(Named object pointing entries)
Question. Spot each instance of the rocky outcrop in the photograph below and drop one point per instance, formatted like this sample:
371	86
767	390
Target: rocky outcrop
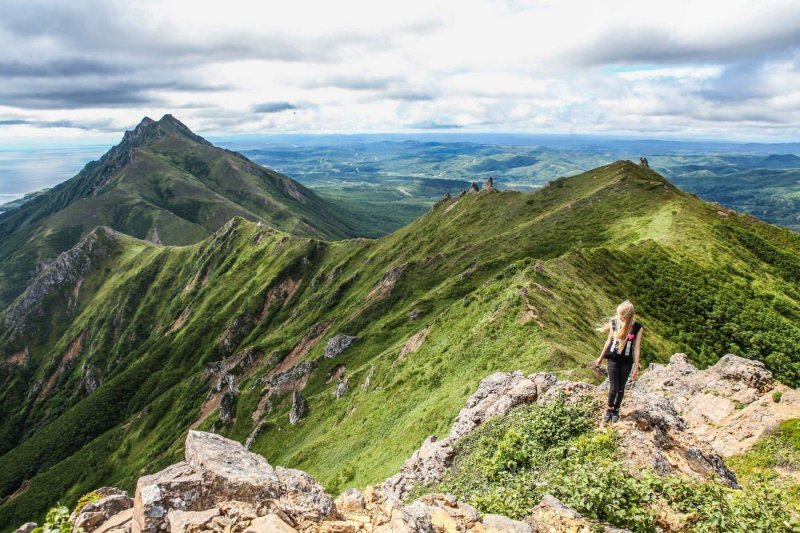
97	513
369	378
67	270
552	515
341	387
338	344
299	408
728	405
219	480
654	433
302	498
496	396
293	378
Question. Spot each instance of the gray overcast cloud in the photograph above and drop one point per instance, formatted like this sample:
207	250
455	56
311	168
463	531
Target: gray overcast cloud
710	69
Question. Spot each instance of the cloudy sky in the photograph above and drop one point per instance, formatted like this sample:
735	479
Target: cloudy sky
93	68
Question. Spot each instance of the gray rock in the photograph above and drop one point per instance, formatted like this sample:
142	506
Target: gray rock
95	514
299	408
67	269
497	394
294	378
369	378
341	387
228	470
178	486
302	498
197	520
216	470
351	500
227	407
494	523
338	344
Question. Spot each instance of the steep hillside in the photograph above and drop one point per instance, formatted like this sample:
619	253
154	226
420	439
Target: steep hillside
162	183
107	365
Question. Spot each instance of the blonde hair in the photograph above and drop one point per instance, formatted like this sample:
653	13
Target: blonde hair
624	318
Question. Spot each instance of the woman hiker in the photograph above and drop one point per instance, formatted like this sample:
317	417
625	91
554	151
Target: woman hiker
622	351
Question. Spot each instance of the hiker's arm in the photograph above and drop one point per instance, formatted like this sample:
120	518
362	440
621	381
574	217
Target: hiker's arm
636	354
603	351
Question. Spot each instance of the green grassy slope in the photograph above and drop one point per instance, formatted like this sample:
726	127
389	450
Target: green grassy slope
161	178
494	281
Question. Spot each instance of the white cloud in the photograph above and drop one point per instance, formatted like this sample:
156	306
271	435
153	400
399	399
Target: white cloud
620	66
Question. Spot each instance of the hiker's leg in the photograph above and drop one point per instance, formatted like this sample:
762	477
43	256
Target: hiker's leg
623	372
613	383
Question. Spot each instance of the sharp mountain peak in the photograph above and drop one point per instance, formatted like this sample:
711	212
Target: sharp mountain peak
149	131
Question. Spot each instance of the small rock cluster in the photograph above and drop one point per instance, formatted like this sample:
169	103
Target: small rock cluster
728	405
674	420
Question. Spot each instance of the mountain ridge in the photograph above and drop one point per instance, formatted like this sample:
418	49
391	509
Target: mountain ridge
473	286
163	183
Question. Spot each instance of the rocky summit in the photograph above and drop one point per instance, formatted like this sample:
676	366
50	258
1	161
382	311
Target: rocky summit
221	486
340	358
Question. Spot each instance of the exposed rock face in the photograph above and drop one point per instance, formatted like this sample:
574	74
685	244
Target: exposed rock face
654	433
67	269
299	408
552	515
496	396
728	405
302	497
227	407
176	487
341	387
369	378
294	378
96	513
219	480
338	344
336	373
223	487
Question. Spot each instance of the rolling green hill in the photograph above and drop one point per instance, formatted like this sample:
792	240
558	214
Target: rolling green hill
162	183
121	345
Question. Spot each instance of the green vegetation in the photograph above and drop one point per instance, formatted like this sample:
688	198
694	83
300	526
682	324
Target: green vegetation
507	465
85	500
774	461
161	178
57	521
496	281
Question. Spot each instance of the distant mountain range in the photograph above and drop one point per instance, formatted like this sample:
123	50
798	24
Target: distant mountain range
119	345
162	183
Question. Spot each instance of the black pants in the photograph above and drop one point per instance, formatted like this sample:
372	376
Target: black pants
618	373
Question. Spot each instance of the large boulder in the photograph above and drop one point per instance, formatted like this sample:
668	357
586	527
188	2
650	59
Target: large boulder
216	470
228	470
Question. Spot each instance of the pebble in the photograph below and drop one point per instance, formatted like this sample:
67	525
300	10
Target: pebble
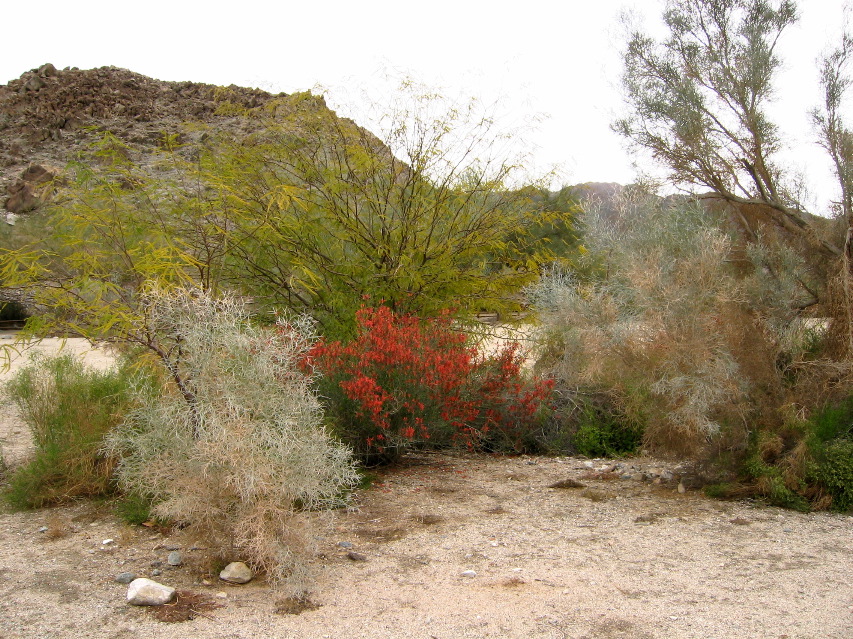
144	592
236	573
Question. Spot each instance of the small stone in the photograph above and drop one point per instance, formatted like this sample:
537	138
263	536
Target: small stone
236	573
144	592
567	483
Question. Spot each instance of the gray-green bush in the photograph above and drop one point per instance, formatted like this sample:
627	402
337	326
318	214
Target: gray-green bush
684	337
238	456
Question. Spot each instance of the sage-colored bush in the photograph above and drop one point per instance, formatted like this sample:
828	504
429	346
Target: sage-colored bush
69	409
238	457
700	336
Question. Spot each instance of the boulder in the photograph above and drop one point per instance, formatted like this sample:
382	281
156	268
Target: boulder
145	592
47	70
236	573
30	191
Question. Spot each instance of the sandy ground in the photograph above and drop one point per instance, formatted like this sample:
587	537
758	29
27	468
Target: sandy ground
615	558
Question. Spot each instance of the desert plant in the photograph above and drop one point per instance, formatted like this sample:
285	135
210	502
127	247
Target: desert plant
238	456
404	382
69	408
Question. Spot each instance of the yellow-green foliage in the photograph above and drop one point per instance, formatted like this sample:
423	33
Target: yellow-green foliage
323	213
307	211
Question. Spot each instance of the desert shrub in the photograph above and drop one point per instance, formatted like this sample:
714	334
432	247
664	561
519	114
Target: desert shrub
683	328
69	408
238	456
830	447
403	382
833	469
602	432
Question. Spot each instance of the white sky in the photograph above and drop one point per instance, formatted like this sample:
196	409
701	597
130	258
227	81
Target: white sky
552	59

### Aim
Reproduce every entry word for word, but omit the pictures.

### Result
Question. Spot each instance of the rocky outcrop in the photograph below and drop one point per instance, formatted like this sample:
371	86
767	390
Target: rocky outcrop
97	513
369	378
67	270
552	515
341	387
338	344
299	408
728	405
219	480
654	433
302	498
496	396
293	378
Question. Spot each instance of the gray overcast cloud in the photograph above and drop one point per instance, formatted like this sample:
207	250
455	56
311	168
463	531
Target: gray overcast cloud
710	69
Question. Spot each instance of the cloudy sky in the photograph above and drop one point per instance, formatted like this sample:
735	479
Target: cloudy sky
93	68
Question. Spot each instance of the gray rock in the photograph above and drop one point per instance, formatted like this sample:
142	506
Target: gray rock
95	514
299	408
67	269
497	394
294	378
369	378
341	387
228	470
178	486
302	498
197	520
216	470
351	500
227	407
494	523
338	344
Question. Spot each instance of the steep hillside in the photograph above and drop one point per instance, formatted like this sample:
619	253
154	226
420	439
Target: steep hillside
162	183
107	365
Question. Spot each instance of the blonde hair in the photograph above and drop one point per instance, formatted like this sample:
653	13
Target: blonde hair
624	318
Question. Spot each instance of the woman hiker in the photograph above and drop one point per instance, formatted like this sample:
317	417
625	91
554	151
Target: woman hiker
622	351
Question. Spot each instance of the hiker's arm in the photograph above and drop one point per instance, formatted like this sample:
120	518
362	440
621	381
574	217
Target: hiker's arm
636	354
603	351
Question. Spot each instance of the green grassy slope in the photograph above and drop one point per instance, formatted like this sample:
726	127
389	450
Target: green grassy slope
161	178
494	281
Question. Spot each instance of the white cloud in the photograph above and drop one point per instance, formatted like this sample:
156	306
271	435
153	400
399	399
Target: white cloud
620	66
Question. Spot each instance of the hiker's leg in the photograph above and drop one point per instance, formatted like this sample:
762	477
43	256
Target: hiker's leg
623	372
613	383
Question. Spot each instance of the sharp mountain peak in the photograph above and drop one point per instance, formatted like this sample:
711	212
Target: sharp mountain peak
149	131
Question. Spot each instance of the small rock cluster in the photograph above and drop one point per instance, formatted like this sample:
169	103
Target: small rock cluster
728	405
674	420
Question. Spot each instance of the mountain ridge in the photograph above and drop one point per instance, formatted like this sample:
418	49
391	509
Target: mountain ridge
473	286
163	183
Question. Spot each instance of the rocky summit in the photograph above and drop one point per instance, formatted like this sample:
676	366
50	258
1	161
382	311
Target: rocky summit
221	486
340	358
Question. Spot each instance of the exposed rock face in the photograph above and drop one point per instance, formatted like this sample:
574	74
685	244
Target: exposed rock face
654	433
67	269
299	408
552	515
496	396
728	405
302	497
227	407
176	487
341	387
369	378
294	378
96	513
219	480
338	344
336	373
223	487
Question. Spot each instance of the rolling green hill in the photograph above and drop one point per instance, formatted like this sample:
792	240
558	214
Target: rolling green hill
162	183
121	345
Question. Spot each instance of the green vegetation in the photograph above and drop one point per instance, formatted like this sample:
688	198
694	83
300	526
682	324
Target: green vegetation
507	465
85	500
774	461
161	178
57	521
496	281
Question. Spot each instance of the distant mountain range in the photograph above and drop one point per instance, formatted like this sample:
123	50
798	24
Target: distant mountain range
119	345
162	183
Question. Spot each instance of the black pants in the photograph above and drop one point per instance, formatted like this sample:
372	376
Target: black pants
618	373
Question. Spot each instance of the large boulder in the photograph above and drop one point per instance, formatted like this sample:
668	357
586	527
188	2
650	59
Target: large boulder
216	470
228	470
Question. Spot each instance of the pebble in the photograph below and drop one point per instance, formatted like this sample:
67	525
300	10
Target: pebble
144	592
236	573
Question. Spot each instance of the small stone in the photograph above and drop one point per instance, formatted like this sample:
537	138
263	536
Target: small stone
236	573
144	592
567	483
Question. Spot each instance of the gray-green bush in the photograph above and drop one point per instance, formatted like this sample:
627	402
337	326
318	214
Target: gray-green bush
684	337
238	456
Question. Spot each instance of the sage-colored bush in the photograph above and drop one point per instance, formatted like this sample:
828	504
429	346
Target: sage-colored bush
69	409
238	457
700	336
Question. Spot each instance of the boulder in the photograph above and drop one point per instance, formatted like this sample:
382	281
156	268
Target: boulder
145	592
47	70
236	573
30	191
Question. Spot each instance of the sandy ground in the photograph above and drop one point per instance, formatted like this sample:
587	537
758	29
27	468
Target: sandy ground
615	558
Question. Spot each instance of the desert plant in the photograph above and drop one point per instance, formatted like this sample:
285	135
210	502
127	247
Target: desert plant
238	456
404	382
69	408
Question. Spot each instance of the yellow-green foliage in the photograph above and drop one point per instance, formatted like this sample:
423	33
Target: yellow-green foliage
323	213
307	211
Question. Spot each instance of the desert shrub in the photograph above and drop one point per instance, formatted like this sample:
714	334
432	247
664	561
519	114
Target: desert shrub
683	328
69	408
238	456
830	447
403	382
833	469
602	432
Question. Spot each instance of the white sky in the photograph above and drop one point per instance, formatted like this sample:
196	409
701	597
130	258
227	81
Target: white sky
552	59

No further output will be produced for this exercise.